### Information given

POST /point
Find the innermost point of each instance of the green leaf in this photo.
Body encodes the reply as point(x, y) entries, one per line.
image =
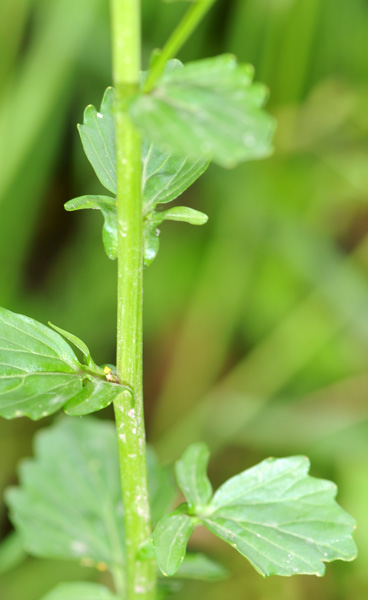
point(12, 553)
point(282, 520)
point(72, 508)
point(208, 108)
point(95, 395)
point(166, 176)
point(80, 591)
point(201, 567)
point(107, 206)
point(181, 213)
point(170, 539)
point(161, 485)
point(191, 474)
point(98, 139)
point(68, 505)
point(39, 372)
point(79, 344)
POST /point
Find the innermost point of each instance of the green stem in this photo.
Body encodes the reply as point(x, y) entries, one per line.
point(140, 574)
point(177, 39)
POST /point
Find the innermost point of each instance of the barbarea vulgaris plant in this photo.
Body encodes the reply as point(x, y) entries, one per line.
point(93, 491)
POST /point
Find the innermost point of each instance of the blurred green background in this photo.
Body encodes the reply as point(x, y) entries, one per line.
point(256, 326)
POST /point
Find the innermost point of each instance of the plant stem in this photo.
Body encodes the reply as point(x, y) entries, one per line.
point(180, 35)
point(140, 574)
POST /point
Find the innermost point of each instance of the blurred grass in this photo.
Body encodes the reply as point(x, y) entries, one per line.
point(256, 326)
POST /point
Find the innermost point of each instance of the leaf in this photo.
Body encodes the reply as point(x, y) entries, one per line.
point(282, 520)
point(72, 508)
point(78, 343)
point(80, 591)
point(68, 505)
point(39, 372)
point(161, 485)
point(98, 139)
point(95, 395)
point(11, 553)
point(107, 206)
point(191, 474)
point(166, 176)
point(170, 539)
point(206, 109)
point(201, 567)
point(181, 213)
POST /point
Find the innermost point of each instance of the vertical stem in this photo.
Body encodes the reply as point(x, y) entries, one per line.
point(126, 42)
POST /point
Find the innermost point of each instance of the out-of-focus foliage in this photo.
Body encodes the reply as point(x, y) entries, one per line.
point(256, 326)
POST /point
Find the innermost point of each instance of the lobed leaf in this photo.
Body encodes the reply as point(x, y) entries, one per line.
point(206, 109)
point(201, 567)
point(165, 176)
point(98, 138)
point(170, 539)
point(107, 206)
point(80, 591)
point(191, 474)
point(72, 508)
point(39, 372)
point(284, 521)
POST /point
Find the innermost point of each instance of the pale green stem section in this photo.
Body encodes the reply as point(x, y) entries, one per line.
point(177, 39)
point(140, 575)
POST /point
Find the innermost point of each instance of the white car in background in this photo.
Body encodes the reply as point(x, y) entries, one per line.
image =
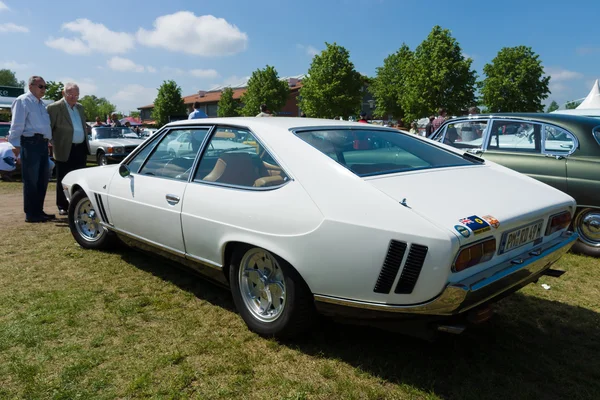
point(300, 216)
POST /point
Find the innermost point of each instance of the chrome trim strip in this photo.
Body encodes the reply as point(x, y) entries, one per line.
point(477, 289)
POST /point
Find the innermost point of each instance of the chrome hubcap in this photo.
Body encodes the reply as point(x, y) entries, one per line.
point(87, 222)
point(587, 224)
point(262, 285)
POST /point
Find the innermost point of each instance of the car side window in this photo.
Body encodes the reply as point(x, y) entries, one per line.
point(173, 158)
point(515, 136)
point(557, 140)
point(136, 162)
point(236, 157)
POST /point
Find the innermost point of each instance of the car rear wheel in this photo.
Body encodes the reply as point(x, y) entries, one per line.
point(101, 158)
point(85, 224)
point(269, 294)
point(587, 225)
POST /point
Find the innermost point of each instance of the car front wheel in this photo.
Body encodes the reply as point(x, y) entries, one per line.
point(85, 224)
point(587, 225)
point(269, 294)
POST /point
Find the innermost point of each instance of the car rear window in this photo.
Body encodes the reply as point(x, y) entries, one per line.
point(377, 151)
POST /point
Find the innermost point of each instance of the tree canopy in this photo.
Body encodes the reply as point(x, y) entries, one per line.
point(333, 87)
point(264, 87)
point(96, 107)
point(168, 103)
point(54, 90)
point(514, 81)
point(227, 106)
point(552, 107)
point(440, 77)
point(9, 78)
point(389, 85)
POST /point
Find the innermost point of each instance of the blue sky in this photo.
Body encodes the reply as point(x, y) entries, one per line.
point(123, 50)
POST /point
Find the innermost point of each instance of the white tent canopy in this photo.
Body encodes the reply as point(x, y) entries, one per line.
point(593, 98)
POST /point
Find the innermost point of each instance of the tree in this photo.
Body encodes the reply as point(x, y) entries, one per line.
point(54, 90)
point(96, 107)
point(553, 106)
point(571, 105)
point(9, 78)
point(514, 81)
point(333, 87)
point(265, 87)
point(227, 107)
point(389, 84)
point(440, 76)
point(168, 103)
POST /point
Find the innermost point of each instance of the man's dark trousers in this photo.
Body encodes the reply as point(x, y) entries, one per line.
point(35, 174)
point(77, 160)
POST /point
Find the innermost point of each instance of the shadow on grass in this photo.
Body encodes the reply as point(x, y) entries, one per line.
point(531, 349)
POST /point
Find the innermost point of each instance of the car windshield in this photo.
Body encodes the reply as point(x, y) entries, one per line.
point(374, 152)
point(115, 133)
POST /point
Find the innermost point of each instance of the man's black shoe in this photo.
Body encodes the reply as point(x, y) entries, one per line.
point(48, 216)
point(36, 220)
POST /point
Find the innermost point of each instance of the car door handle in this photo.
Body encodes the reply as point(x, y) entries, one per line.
point(172, 199)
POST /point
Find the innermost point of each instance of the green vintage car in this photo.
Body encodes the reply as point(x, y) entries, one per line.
point(560, 150)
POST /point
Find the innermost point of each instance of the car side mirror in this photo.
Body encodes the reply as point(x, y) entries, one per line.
point(124, 171)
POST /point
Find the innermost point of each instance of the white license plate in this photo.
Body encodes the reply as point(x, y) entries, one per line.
point(521, 236)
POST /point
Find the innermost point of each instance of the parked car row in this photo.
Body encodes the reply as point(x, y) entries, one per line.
point(302, 216)
point(562, 151)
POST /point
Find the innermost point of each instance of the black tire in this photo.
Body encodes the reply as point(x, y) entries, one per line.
point(84, 224)
point(587, 225)
point(101, 158)
point(292, 318)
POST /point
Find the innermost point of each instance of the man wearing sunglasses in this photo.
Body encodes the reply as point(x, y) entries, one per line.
point(29, 134)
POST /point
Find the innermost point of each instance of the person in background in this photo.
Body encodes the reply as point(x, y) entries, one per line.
point(98, 122)
point(114, 120)
point(429, 126)
point(29, 134)
point(264, 112)
point(69, 138)
point(439, 120)
point(197, 113)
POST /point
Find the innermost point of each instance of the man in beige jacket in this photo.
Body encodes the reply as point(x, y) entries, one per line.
point(69, 139)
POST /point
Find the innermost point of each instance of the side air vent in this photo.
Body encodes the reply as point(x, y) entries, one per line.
point(412, 269)
point(390, 268)
point(101, 209)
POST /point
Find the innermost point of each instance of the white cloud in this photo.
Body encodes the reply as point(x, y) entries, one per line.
point(204, 35)
point(10, 27)
point(310, 50)
point(87, 86)
point(133, 96)
point(204, 73)
point(93, 37)
point(124, 64)
point(558, 74)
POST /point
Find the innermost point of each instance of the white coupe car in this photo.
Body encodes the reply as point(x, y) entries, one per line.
point(299, 216)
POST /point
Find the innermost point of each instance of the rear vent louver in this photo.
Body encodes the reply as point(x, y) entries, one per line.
point(390, 268)
point(412, 269)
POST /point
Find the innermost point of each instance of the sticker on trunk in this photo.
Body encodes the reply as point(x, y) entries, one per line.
point(491, 220)
point(463, 230)
point(475, 224)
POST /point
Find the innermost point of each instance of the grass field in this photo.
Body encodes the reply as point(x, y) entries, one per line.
point(125, 325)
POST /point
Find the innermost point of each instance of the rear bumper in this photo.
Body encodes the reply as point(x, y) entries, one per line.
point(493, 283)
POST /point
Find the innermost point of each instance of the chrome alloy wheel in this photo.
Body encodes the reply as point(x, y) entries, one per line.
point(587, 225)
point(262, 285)
point(87, 222)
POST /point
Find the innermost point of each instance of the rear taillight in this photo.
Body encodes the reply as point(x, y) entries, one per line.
point(474, 254)
point(558, 222)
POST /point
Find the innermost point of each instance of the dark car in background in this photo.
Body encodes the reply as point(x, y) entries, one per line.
point(562, 151)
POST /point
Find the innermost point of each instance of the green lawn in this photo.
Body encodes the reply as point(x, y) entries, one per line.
point(125, 325)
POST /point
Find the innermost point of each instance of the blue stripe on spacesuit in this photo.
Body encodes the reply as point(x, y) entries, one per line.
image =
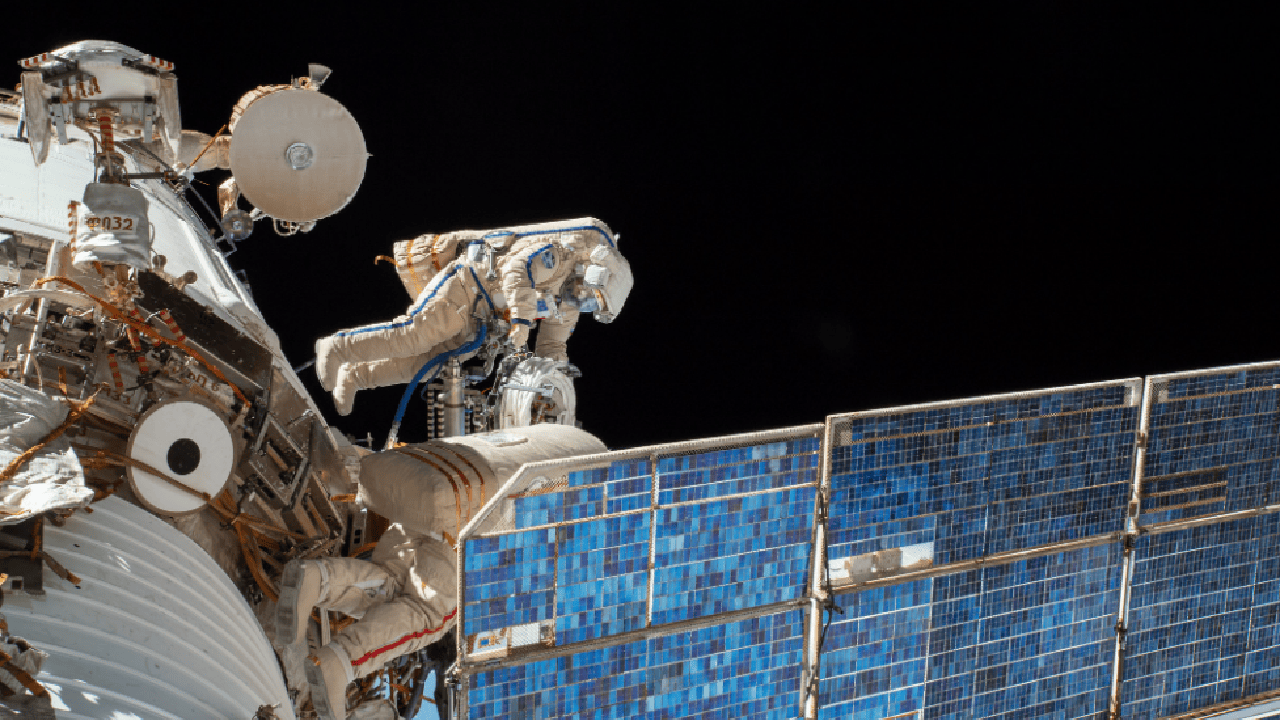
point(529, 263)
point(434, 361)
point(485, 294)
point(411, 313)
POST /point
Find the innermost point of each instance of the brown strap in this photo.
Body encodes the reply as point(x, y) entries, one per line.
point(147, 331)
point(466, 483)
point(457, 496)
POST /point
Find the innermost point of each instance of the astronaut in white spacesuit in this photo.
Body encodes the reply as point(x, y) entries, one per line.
point(406, 596)
point(405, 600)
point(525, 274)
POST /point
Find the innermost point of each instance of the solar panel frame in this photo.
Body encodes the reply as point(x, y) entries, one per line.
point(718, 477)
point(1182, 449)
point(1235, 408)
point(900, 422)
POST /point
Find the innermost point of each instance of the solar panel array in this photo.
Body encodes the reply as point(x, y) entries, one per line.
point(666, 582)
point(1065, 552)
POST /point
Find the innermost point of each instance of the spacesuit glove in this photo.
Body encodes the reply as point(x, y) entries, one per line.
point(519, 335)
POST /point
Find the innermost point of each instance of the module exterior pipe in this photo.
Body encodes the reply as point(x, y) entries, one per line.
point(455, 406)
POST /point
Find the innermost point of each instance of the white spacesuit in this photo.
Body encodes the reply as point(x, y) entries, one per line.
point(525, 274)
point(406, 596)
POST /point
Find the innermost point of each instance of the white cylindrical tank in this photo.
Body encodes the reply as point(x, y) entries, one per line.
point(155, 628)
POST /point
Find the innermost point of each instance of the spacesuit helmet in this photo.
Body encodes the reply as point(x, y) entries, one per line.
point(609, 279)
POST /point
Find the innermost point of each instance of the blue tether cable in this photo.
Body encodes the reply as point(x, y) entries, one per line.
point(417, 378)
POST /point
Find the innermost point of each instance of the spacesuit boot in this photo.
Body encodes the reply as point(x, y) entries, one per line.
point(329, 674)
point(346, 584)
point(423, 610)
point(355, 377)
point(300, 592)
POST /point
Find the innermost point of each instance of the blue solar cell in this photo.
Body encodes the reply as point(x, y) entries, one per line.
point(1027, 639)
point(732, 554)
point(745, 670)
point(602, 583)
point(1202, 618)
point(571, 572)
point(1211, 452)
point(912, 490)
point(737, 470)
point(510, 580)
point(581, 495)
point(983, 478)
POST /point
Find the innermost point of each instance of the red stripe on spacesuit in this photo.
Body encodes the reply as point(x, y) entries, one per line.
point(421, 633)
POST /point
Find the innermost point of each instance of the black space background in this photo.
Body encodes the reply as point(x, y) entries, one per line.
point(827, 208)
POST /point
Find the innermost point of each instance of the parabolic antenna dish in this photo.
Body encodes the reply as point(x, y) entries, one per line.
point(297, 155)
point(190, 443)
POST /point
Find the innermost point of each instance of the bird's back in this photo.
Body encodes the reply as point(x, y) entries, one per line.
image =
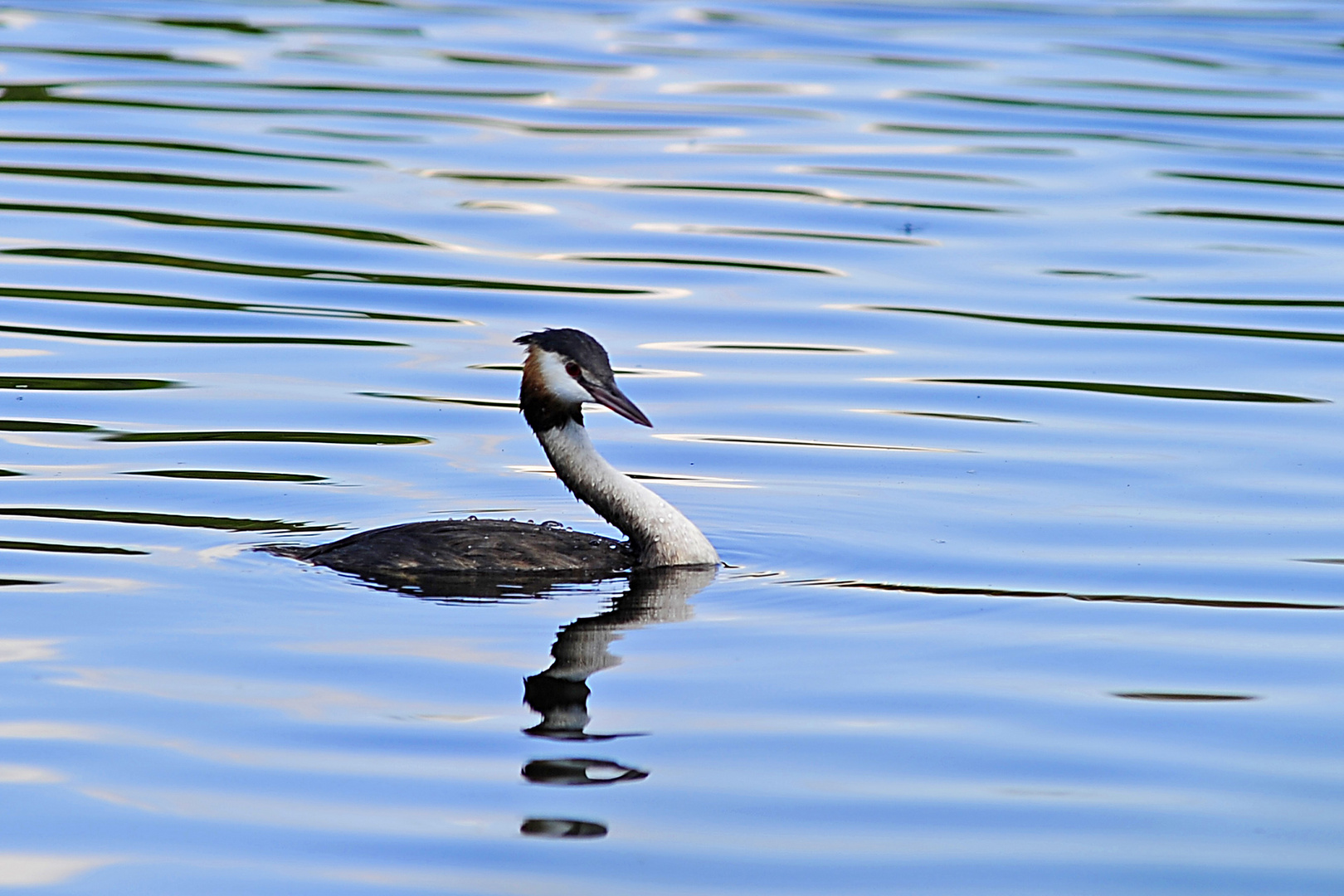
point(466, 546)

### Directive
List each line of the material above that contains the word "blue", copying every such line in full. Matching is case-sensitive.

### Full response
Find the innermost point of each instance of the blue sky in this photo.
Find the innermost point of each instance of the blue stripe on spacesuit in this photo.
Find the innermost point of each instance of the blue tether cable in this photo.
Find the innermost point of each instance of the blue solar cell in this photo.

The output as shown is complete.